##### PAGE EXCERPT #####

Benjamin Glazer (May 7, 1887 – March 18, 1956) was a screenwriter, producer, foley artist, and director of American films from the 1920s through the 1950s. He made the first translation of Ferenc Molnár's play Liliom into English in 1921. His translation was used in the original Broadway production, in the 1930 film version, and in every production in English of the play until recently. It also served as the basis for the libretto for Rodgers and Hammerstein's Carousel,  as well as for Phoebe and Henry Ephron's screenplay for the 1956 film version of the classic musical.

Glazer was born in Belfast, Ireland, into a Hungarian Jewish family. After moving to the United States, he studied at the University of Pennsylvania Law School and passed the bar exam to become a lawyer in 1906.

##### INPUT DATA #####

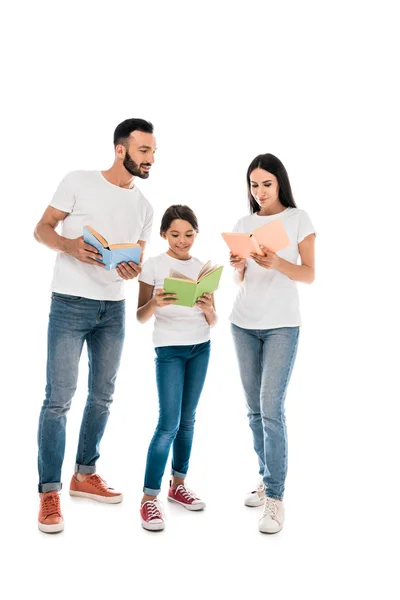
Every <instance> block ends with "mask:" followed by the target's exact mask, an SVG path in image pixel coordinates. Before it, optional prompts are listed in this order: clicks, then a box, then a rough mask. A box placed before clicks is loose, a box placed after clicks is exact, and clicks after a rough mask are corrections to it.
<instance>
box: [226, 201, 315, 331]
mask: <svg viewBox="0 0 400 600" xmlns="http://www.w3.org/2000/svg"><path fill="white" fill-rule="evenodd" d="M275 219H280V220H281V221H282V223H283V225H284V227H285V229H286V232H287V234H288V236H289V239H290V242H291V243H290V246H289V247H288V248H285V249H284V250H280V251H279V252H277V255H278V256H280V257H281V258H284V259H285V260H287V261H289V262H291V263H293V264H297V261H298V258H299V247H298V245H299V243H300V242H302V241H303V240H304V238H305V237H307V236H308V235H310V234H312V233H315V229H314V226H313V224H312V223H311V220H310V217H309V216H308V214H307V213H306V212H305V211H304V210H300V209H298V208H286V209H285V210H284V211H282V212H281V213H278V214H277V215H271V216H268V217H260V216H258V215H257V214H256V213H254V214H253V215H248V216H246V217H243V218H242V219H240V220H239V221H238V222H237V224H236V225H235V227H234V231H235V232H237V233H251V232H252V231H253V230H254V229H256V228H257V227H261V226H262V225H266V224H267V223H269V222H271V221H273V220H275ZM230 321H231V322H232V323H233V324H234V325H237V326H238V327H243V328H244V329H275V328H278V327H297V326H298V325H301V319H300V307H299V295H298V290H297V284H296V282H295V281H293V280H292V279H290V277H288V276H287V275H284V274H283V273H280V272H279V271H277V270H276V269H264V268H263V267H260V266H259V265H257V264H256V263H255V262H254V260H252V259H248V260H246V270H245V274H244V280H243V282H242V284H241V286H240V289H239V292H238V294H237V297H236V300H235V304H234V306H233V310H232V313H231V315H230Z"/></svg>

#####
##### INPUT DATA #####

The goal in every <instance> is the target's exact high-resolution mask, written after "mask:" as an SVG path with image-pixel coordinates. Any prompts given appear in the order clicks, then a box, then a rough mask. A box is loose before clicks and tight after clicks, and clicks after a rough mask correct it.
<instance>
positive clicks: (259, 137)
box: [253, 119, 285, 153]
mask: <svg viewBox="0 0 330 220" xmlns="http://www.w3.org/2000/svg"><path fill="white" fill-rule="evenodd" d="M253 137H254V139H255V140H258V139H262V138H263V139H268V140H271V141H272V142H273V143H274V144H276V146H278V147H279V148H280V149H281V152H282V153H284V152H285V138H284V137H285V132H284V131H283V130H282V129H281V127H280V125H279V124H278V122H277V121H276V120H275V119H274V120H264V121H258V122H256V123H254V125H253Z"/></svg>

#####

## EXERCISE TASKS
1. In the Benjamin Glazer biography, in what year did Glazer make the first English translation of Molnár's play Liliom?
2. Rewrite the Benjamin Glazer biography starting with "Glazer was born" and going on through "lawyer in 1906.", with "Belfast" changed to "Dublin".

## SOLUTIONS BELOW
1. 1921

2.
Glazer was born in Dublin, Ireland, into a Hungarian Jewish family. After moving to the United States, he studied at the University of Pennsylvania Law School and passed the bar exam to become a lawyer in 1906.